原文
---+---
平成29年12月 勉強会

平成29年12月17日 中医学勉強会

子宝相談の基本(中医学による周期療法) 中医学講師 劉伶先生

◆夏桂成先生が提唱
 西洋医学では周期に合わせてホルモン剤を使うが、女性の月経周期を見ると低温期から高温期へ高温期から低温期へと陰陽転化の法則に則っているので、中医学も陰の時期は陰を補い・陽の時期は陽を補い転化する時期はその動きを助けるというように周期に合わせて使う事を提唱した。

◆月経の仕組みと正常な月経
・10歳から15歳くらいに初潮を迎える
・毎月28日から35日周期で5日から7日くらいある
・出血量は平均82gくらい
・月経期の終わり頃からエストロゲン(E2)の分泌が増え、卵胞は成熟していく。また内膜も増殖してくる。
・E2がピークになるとLHサージが起こり排卵する。
---+---
課題の要件
**A)** 子宝相談の勉強会の原文をもとに、次の問いに答えよ。
(i) 周期に合わせて中医学を用いることを提唱したのは誰か。
(ii) 正常な月経の出血量は平均どれくらいか。
(iii) E2がピークになると何が起こるか。
**B)** 子宝相談の勉強会の原文を、最後の文の後から書き継いで再開せよ。

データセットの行
---+---
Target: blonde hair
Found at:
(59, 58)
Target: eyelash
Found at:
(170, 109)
---+---
課題別の解答
**A)**
(i) 夏桂成先生
(ii) 平均82gくらい
(iii) LHサージが起こり、排卵する。

**B)**
・排卵後に卵胞は黄体になりプロゲステロンを分泌し着床にむけて内膜は柔らかくなっていく。
・E2は多すぎても着床しない。
中医学的見方 エストロゲンは陰中の陰・内膜は血

◆子宝相談の中医学的アプローチに必要な情報
・気血津液・五臓の状態を知る
・月経・帯下に関するもの
・基礎体温(陰陽のバランスを見る)
・既往歴(中医学において病因病機は重要)
・治療状況
・配偶者との生活習慣

◆生理痛
・痛みの程度・・・酷い時・だんだん酷くなる時は内膜症の可能性も
・通じざれば即ち痛む・・・活血化瘀プラス(寒凝・気滞など)

◆帯下
・量・色・質・時期
・排卵・PCOS・感染症
・少ない・・・腎陰虚、多い・・・痰湿

◆周期の異常と卵巣機能
・長い・短い・高い・低い
長い・・・補腎・活血・補血・袪痰
短い・・・補腎陰・清熱・収斂
(いずれも弁証論治が必要)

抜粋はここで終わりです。